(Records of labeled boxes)
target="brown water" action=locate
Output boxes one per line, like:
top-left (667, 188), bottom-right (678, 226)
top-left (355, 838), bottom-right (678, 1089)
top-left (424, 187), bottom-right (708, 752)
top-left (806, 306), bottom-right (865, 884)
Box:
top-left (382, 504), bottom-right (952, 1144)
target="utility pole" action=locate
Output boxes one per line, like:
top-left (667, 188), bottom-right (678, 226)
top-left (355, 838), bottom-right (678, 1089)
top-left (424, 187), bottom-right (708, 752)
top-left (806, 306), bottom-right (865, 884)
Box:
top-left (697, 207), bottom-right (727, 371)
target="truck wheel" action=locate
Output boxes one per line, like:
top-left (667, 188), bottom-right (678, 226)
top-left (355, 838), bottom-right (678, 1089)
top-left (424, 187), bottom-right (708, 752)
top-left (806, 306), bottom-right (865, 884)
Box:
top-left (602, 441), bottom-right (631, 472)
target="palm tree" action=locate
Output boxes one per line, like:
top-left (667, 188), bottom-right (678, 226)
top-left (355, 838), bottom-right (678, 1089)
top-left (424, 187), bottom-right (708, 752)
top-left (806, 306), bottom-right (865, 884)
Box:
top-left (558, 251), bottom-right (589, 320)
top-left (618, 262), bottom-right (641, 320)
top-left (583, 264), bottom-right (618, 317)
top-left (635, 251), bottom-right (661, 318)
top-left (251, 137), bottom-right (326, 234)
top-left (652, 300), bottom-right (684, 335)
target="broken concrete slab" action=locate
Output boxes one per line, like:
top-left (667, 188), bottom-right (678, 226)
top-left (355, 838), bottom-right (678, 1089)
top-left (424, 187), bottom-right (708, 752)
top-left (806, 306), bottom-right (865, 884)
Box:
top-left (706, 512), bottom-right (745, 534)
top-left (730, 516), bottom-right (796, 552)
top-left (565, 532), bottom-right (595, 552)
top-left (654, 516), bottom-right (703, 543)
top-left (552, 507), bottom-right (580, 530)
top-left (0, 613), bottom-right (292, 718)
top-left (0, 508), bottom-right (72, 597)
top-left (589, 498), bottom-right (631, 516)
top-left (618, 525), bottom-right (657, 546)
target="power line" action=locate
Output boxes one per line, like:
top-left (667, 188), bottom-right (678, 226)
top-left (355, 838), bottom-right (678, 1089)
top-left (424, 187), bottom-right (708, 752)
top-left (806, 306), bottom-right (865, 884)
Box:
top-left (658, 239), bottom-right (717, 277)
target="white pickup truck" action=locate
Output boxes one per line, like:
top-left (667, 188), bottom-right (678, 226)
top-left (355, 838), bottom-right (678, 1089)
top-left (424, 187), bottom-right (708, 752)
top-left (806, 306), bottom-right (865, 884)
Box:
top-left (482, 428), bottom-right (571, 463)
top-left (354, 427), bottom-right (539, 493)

→ **PROBLEM TO SOLVE**:
Please edit the material above so that every "Output boxes one per line" reads "List each box on its own line", keeping everything else the same.

→ **SOLUTION TO THE PROBLEM**:
target="brown water" action=locate
List each box on its own line, like:
top-left (667, 188), bottom-right (678, 226)
top-left (355, 838), bottom-right (678, 1089)
top-left (424, 187), bottom-right (708, 752)
top-left (806, 306), bottom-right (865, 884)
Box:
top-left (382, 504), bottom-right (952, 1144)
target="utility pole" action=locate
List each box on its own line, like:
top-left (667, 188), bottom-right (678, 226)
top-left (355, 838), bottom-right (678, 1089)
top-left (424, 187), bottom-right (708, 752)
top-left (806, 306), bottom-right (865, 884)
Box:
top-left (697, 207), bottom-right (727, 371)
target="truck wheel" action=locate
List each box on its own line, like:
top-left (667, 188), bottom-right (678, 226)
top-left (355, 838), bottom-right (678, 1089)
top-left (424, 187), bottom-right (708, 752)
top-left (806, 306), bottom-right (865, 884)
Box:
top-left (602, 441), bottom-right (631, 472)
target="palm tree" action=locate
List each box on its own line, like:
top-left (667, 188), bottom-right (678, 226)
top-left (355, 838), bottom-right (678, 1089)
top-left (424, 187), bottom-right (708, 752)
top-left (806, 306), bottom-right (865, 884)
Box:
top-left (558, 251), bottom-right (589, 320)
top-left (618, 262), bottom-right (641, 320)
top-left (583, 264), bottom-right (618, 317)
top-left (635, 251), bottom-right (661, 318)
top-left (251, 137), bottom-right (326, 234)
top-left (652, 300), bottom-right (684, 335)
target="broken concrete slab" action=locate
List each box on its own line, like:
top-left (667, 188), bottom-right (678, 226)
top-left (355, 838), bottom-right (678, 1089)
top-left (424, 187), bottom-right (708, 752)
top-left (806, 306), bottom-right (865, 884)
Box:
top-left (706, 512), bottom-right (745, 534)
top-left (730, 516), bottom-right (796, 552)
top-left (565, 532), bottom-right (595, 552)
top-left (654, 516), bottom-right (703, 543)
top-left (552, 507), bottom-right (580, 530)
top-left (0, 613), bottom-right (292, 718)
top-left (0, 508), bottom-right (72, 597)
top-left (589, 498), bottom-right (631, 516)
top-left (618, 525), bottom-right (657, 546)
target="power line" action=locate
List each box on its own line, like:
top-left (667, 188), bottom-right (678, 226)
top-left (355, 838), bottom-right (678, 1089)
top-left (424, 187), bottom-right (708, 752)
top-left (806, 306), bottom-right (865, 884)
Box:
top-left (658, 239), bottom-right (717, 277)
target="white pickup truck" action=locate
List each box on its own line, like:
top-left (667, 188), bottom-right (678, 226)
top-left (355, 838), bottom-right (678, 1089)
top-left (424, 187), bottom-right (708, 752)
top-left (806, 306), bottom-right (865, 884)
Box:
top-left (482, 428), bottom-right (571, 463)
top-left (354, 427), bottom-right (539, 493)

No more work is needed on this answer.